[What needs to be done]: Write out the entries below exactly as they stand. Skip every image.

[Free-text object descriptions]:
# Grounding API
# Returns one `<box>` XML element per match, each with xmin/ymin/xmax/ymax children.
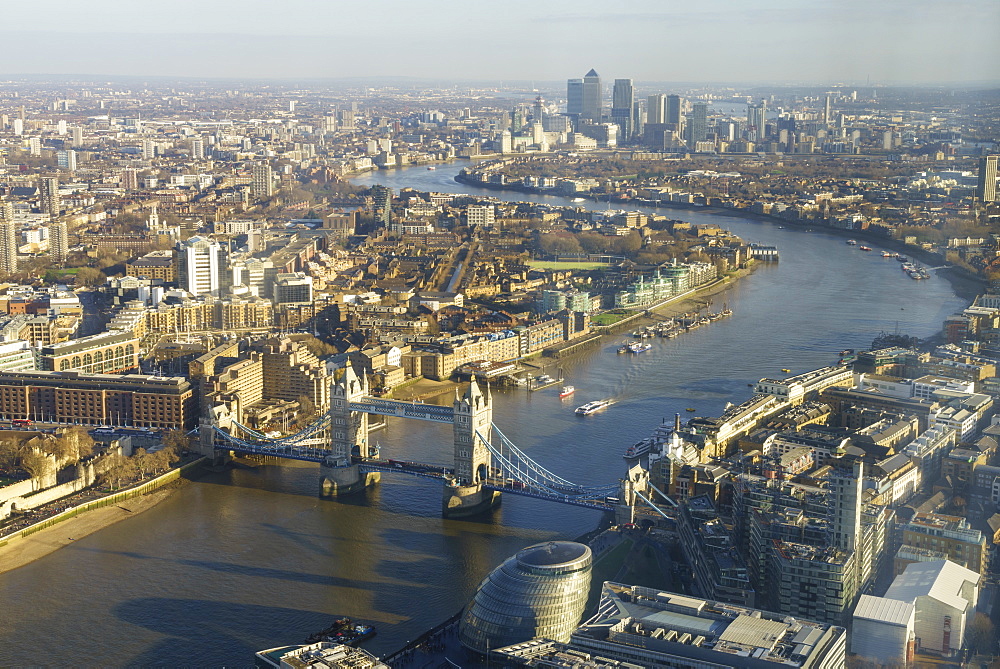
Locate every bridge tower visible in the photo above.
<box><xmin>320</xmin><ymin>364</ymin><xmax>380</xmax><ymax>497</ymax></box>
<box><xmin>443</xmin><ymin>380</ymin><xmax>500</xmax><ymax>517</ymax></box>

[Result of this task]:
# Grounding API
# Returns one `<box>` XML element per match, each with xmin/ymin/xmax/ymax children.
Locate every bridge tower visible in the photo above.
<box><xmin>320</xmin><ymin>364</ymin><xmax>380</xmax><ymax>497</ymax></box>
<box><xmin>443</xmin><ymin>380</ymin><xmax>500</xmax><ymax>517</ymax></box>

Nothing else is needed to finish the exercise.